==== PROVIDED RECORDS ====
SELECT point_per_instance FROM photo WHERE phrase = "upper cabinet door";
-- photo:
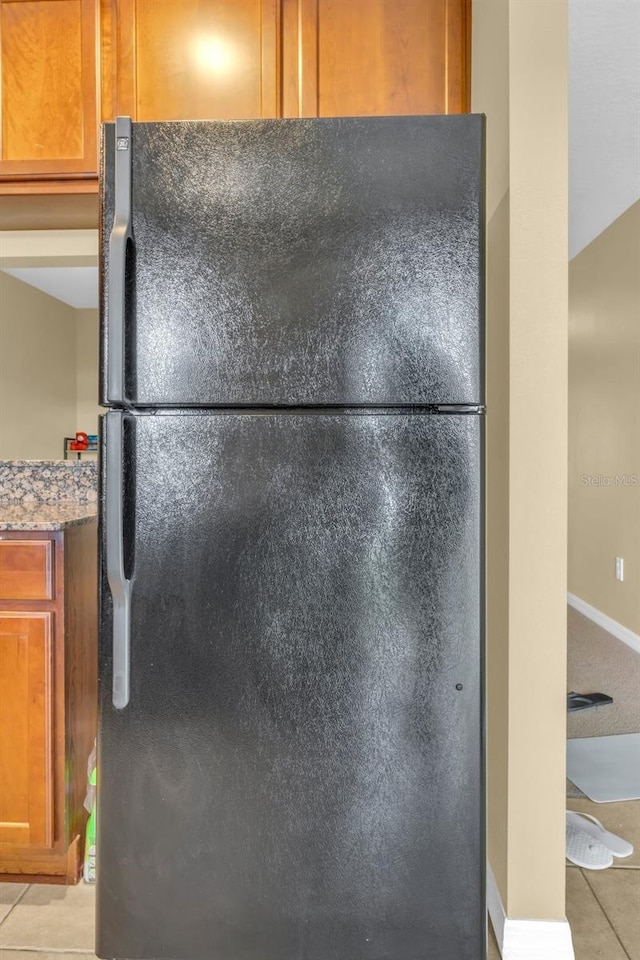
====
==== PROVIDED RECORDS ====
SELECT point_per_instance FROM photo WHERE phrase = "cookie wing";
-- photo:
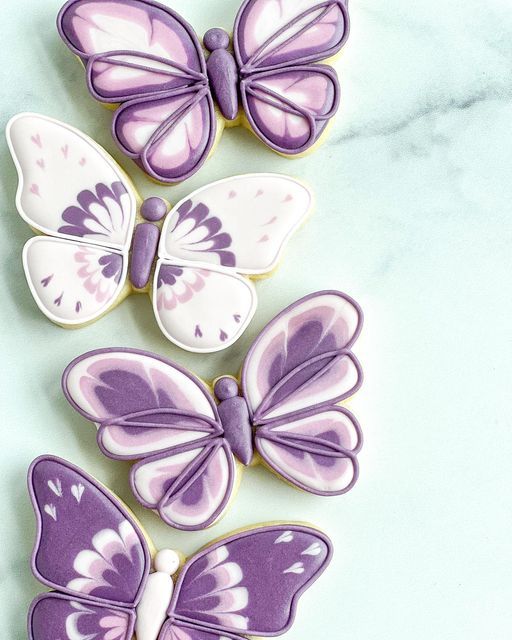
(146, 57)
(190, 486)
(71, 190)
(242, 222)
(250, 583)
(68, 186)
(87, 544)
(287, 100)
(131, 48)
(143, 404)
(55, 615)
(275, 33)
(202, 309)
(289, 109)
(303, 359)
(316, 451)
====
- [WORK TASK]:
Every line of the records above that contains the word "phrase" should be counted, and only the total given.

- [WRITTEN RESPONSE]:
2